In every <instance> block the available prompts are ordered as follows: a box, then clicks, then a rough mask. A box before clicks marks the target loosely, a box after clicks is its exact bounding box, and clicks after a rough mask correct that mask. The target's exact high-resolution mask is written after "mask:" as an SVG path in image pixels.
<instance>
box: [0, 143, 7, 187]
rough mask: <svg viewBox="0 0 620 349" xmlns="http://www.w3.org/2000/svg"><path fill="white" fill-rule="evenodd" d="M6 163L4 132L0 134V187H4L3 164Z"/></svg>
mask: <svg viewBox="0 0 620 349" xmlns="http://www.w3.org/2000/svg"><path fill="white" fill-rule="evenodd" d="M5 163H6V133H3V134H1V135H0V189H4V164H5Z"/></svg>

****

**WORK REQUEST**
Set down all of the data above again, exactly.

**EXPECTED ANSWER**
In every <instance> block the available prompts are ordered as follows: a box, then clicks, then a rough mask. A box before clicks marks the target loosely, a box after clicks is its exact bounding box, and clicks after a rough mask correct that mask. The target's exact high-resolution mask is written after "mask:" as an SVG path in image pixels.
<instance>
box: [0, 143, 7, 187]
rough mask: <svg viewBox="0 0 620 349" xmlns="http://www.w3.org/2000/svg"><path fill="white" fill-rule="evenodd" d="M6 163L4 132L0 134V187H4L3 164Z"/></svg>
mask: <svg viewBox="0 0 620 349" xmlns="http://www.w3.org/2000/svg"><path fill="white" fill-rule="evenodd" d="M5 163H6V133H3V134H1V135H0V189H4V164H5Z"/></svg>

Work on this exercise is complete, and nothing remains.